- _Instruções_:
Cite na íntegra, sem mudar nada, o trecho sobre a biografia de Mussum que aparece abaixo.

- _Trecho_:
══════

Ganha biografia agora o trapalhão nascido Antônio Carlos Bernardes Gomes, no Rio, em 1941. Ele foi do tempo em que o humor nem esbarrava na correção política.

A imagem pintada no livro se afasta da que povoa o imaginário de quem cresceu vendo Mussum pedir "ampola de suco de cevadis" num bar.

O autor, o paulista Juliano Barreto, descreve em sua primeira obra do gênero um Mussum estudioso. Cabo da aeronáutica, trocou a carreira militar pela música.

O álcool está lá, mas, diz o autor, o personagem bebia mais que o ator.

Bebia, sim. Bastante. A ponto de roubar birita de despacho em encruzilhada. Mas tinha estratégias para evitar vexame, como encher a barriga antes do porre e tirar sonecas no meio da farra.

O humor foi acidental. Mussum tocava na TV com Os Originais do Samba. Um dia, nos 1960, precisou tapar um buraco em um humorístico de Grande Otelo. O protagonista errou em cena, e o então Carlinhos riu. Otelo, furioso, xingou o coadjuvante, ao vivo, de muçum (peixe preto).

Rebatizado, foi chamado em 1972 para atuar com Renato Aragão e Dedé Santana. "Disse ao Renato para colocar um afrodescendente no programa", diz Dedé. Já Aragão fala que viu Mussum na TV e disse a Dedé:

"Procura esse negão, ele é bom. A gente dá polimento, dá frases pequenas para ele ir entrando".

Com o dialeto de "is", ideia de Chico Anysio, o negão vingou na TV e deixou o samba.

A biografia é autorizada, mas a família não proibiu temas, segundo Barreto e o advogado Augusto Gomes, 48, filho mais velho de Mussum.

══════

- _Dados brutos_:
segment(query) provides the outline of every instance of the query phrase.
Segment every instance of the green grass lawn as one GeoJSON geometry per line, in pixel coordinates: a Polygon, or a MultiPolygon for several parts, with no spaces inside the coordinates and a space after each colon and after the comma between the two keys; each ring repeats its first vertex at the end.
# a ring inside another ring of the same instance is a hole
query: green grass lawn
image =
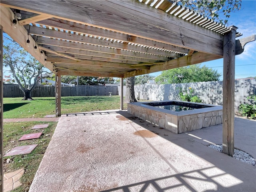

══════

- _Resposta abaixo_:
Ganha biografia agora o trapalhão nascido Antônio Carlos Bernardes Gomes, no Rio, em 1941. Ele foi do tempo em que o humor nem esbarrava na correção política.

A imagem pintada no livro se afasta da que povoa o imaginário de quem cresceu vendo Mussum pedir "ampola de suco de cevadis" num bar.

O autor, o paulista Juliano Barreto, descreve em sua primeira obra do gênero um Mussum estudioso. Cabo da aeronáutica, trocou a carreira militar pela música.

O álcool está lá, mas, diz o autor, o personagem bebia mais que o ator.

Bebia, sim. Bastante. A ponto de roubar birita de despacho em encruzilhada. Mas tinha estratégias para evitar vexame, como encher a barriga antes do porre e tirar sonecas no meio da farra.

O humor foi acidental. Mussum tocava na TV com Os Originais do Samba. Um dia, nos 1960, precisou tapar um buraco em um humorístico de Grande Otelo. O protagonista errou em cena, e o então Carlinhos riu. Otelo, furioso, xingou o coadjuvante, ao vivo, de muçum (peixe preto).

Rebatizado, foi chamado em 1972 para atuar com Renato Aragão e Dedé Santana. "Disse ao Renato para colocar um afrodescendente no programa", diz Dedé. Já Aragão fala que viu Mussum na TV e disse a Dedé:

"Procura esse negão, ele é bom. A gente dá polimento, dá frases pequenas para ele ir entrando".

Com o dialeto de "is", ideia de Chico Anysio, o negão vingou na TV e deixou o samba.

A biografia é autorizada, mas a família não proibiu temas, segundo Barreto e o advogado Augusto Gomes, 48, filho mais velho de Mussum.